What to produce -> Below are records; transcribe each one exactly.

Referring expression pointing data

───

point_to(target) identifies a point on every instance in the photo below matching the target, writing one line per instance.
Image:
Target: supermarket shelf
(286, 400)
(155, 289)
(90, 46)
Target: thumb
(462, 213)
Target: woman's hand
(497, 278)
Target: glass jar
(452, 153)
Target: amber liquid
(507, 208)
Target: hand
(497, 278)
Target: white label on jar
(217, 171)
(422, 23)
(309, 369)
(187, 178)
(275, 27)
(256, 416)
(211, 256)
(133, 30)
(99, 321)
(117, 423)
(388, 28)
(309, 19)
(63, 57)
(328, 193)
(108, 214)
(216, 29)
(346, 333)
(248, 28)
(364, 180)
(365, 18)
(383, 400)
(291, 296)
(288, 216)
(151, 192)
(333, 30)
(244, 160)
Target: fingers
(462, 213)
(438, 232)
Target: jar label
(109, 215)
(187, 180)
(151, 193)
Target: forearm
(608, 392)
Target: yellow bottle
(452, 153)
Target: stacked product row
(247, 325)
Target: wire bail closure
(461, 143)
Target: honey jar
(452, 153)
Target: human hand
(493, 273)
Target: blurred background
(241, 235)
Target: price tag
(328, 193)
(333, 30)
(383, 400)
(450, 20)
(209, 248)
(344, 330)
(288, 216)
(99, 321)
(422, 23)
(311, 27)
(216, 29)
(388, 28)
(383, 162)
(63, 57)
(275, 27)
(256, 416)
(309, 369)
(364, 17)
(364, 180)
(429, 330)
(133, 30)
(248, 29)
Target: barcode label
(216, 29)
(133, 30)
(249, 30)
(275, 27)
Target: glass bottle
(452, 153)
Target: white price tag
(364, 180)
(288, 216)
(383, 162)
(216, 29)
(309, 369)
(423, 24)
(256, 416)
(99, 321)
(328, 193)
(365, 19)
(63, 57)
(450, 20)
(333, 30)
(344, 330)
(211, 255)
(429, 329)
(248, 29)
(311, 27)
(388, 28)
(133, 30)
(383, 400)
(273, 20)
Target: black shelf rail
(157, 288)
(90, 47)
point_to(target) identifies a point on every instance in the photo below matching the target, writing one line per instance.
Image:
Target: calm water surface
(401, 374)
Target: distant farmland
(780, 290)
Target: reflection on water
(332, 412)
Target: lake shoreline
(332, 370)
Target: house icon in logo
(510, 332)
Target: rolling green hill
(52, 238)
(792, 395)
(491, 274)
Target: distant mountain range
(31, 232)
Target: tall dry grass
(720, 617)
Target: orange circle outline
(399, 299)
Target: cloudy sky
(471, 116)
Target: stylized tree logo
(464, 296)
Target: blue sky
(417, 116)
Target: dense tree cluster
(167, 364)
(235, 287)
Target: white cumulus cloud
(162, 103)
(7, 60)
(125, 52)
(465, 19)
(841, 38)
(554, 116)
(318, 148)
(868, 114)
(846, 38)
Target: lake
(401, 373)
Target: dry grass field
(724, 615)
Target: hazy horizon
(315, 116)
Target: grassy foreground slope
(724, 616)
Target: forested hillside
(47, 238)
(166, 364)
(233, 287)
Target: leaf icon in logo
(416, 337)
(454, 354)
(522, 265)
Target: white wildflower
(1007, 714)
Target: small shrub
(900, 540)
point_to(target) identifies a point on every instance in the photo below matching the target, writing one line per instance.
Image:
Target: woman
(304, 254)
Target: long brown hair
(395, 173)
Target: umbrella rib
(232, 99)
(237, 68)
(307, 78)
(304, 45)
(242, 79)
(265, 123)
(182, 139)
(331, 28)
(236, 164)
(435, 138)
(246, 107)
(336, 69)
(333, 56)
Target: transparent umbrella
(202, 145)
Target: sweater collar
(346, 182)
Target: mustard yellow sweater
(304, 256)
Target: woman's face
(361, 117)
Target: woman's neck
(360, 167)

───

Response box ->
point_to(target) identifies a point on every instance in the photo below matching the target, writing one line per instance.
Image:
Target: supermarket shelf
(286, 400)
(155, 289)
(90, 46)
Target: thumb
(462, 213)
Target: woman's hand
(497, 278)
Target: glass jar
(452, 153)
Target: amber liquid
(507, 208)
Target: hand
(497, 278)
Target: white label on jar
(217, 171)
(422, 23)
(309, 369)
(187, 178)
(275, 27)
(256, 416)
(211, 256)
(133, 30)
(99, 321)
(117, 423)
(388, 28)
(309, 19)
(63, 57)
(328, 193)
(108, 214)
(216, 29)
(346, 333)
(248, 28)
(364, 180)
(365, 18)
(383, 400)
(291, 296)
(288, 216)
(151, 192)
(333, 30)
(244, 160)
Target: fingers
(462, 213)
(438, 232)
Target: jar label
(109, 215)
(187, 180)
(151, 193)
Target: forearm
(608, 392)
Target: yellow bottle
(452, 153)
Target: stacked product row
(247, 325)
Target: wire bail closure
(461, 143)
Target: honey jar
(452, 153)
Target: human hand
(493, 273)
Target: blurred background
(241, 235)
Target: price tag
(328, 193)
(333, 30)
(383, 400)
(450, 20)
(209, 248)
(344, 330)
(288, 216)
(99, 321)
(422, 23)
(311, 27)
(216, 29)
(388, 28)
(383, 162)
(63, 57)
(275, 27)
(256, 416)
(309, 369)
(364, 17)
(364, 180)
(429, 330)
(133, 30)
(248, 29)
Target: barcode label
(216, 29)
(133, 30)
(249, 30)
(275, 27)
Target: glass bottle
(452, 153)
Target: white price tag
(364, 180)
(288, 216)
(383, 162)
(216, 29)
(309, 369)
(423, 24)
(256, 416)
(99, 321)
(328, 193)
(365, 19)
(63, 57)
(450, 20)
(333, 30)
(344, 330)
(211, 255)
(429, 329)
(248, 29)
(311, 27)
(388, 28)
(133, 30)
(383, 400)
(273, 20)
Target: black shelf rail
(157, 288)
(90, 47)
point_to(target) identifies a point on every instance in the photo below matching the target, writing one line per instance.
Image:
Target: calm water surface
(401, 374)
Target: distant farmland
(780, 290)
Target: reflection on water
(332, 412)
Target: lake shoreline
(332, 370)
Target: house icon in logo
(510, 332)
Target: rolling green hill
(52, 238)
(792, 395)
(491, 274)
Target: distant mountain range
(31, 232)
Target: tall dry grass
(720, 617)
Target: orange circle outline
(399, 299)
Target: cloudy sky
(471, 116)
Target: stylized tree logo
(464, 296)
Target: blue sky
(417, 116)
Target: dense tree cluster
(167, 364)
(235, 287)
Target: white cumulus cloud
(162, 103)
(7, 60)
(125, 52)
(465, 19)
(841, 38)
(554, 116)
(318, 148)
(868, 114)
(846, 38)
Target: lake
(401, 373)
Target: dry grass field
(724, 615)
Target: hazy horizon
(315, 116)
Target: grassy foreground slope
(724, 616)
Target: forested hillside
(47, 238)
(166, 364)
(233, 287)
Target: leaf icon in logo
(416, 337)
(454, 354)
(522, 265)
Target: white wildflower
(1007, 714)
Target: small shrub
(900, 540)
point_to(target) identifies a point on every instance in the photo below matching the target, writing one line per instance.
Image:
Target: woman
(304, 254)
Target: long brown hair
(395, 173)
Target: umbrella rib
(232, 99)
(237, 68)
(307, 78)
(304, 45)
(242, 79)
(265, 123)
(182, 139)
(331, 28)
(236, 164)
(435, 138)
(246, 107)
(336, 69)
(333, 56)
Target: transparent umbrella
(202, 145)
Target: sweater collar
(346, 182)
Target: mustard yellow sweater
(304, 256)
Target: woman's face
(361, 117)
Target: woman's neck
(360, 167)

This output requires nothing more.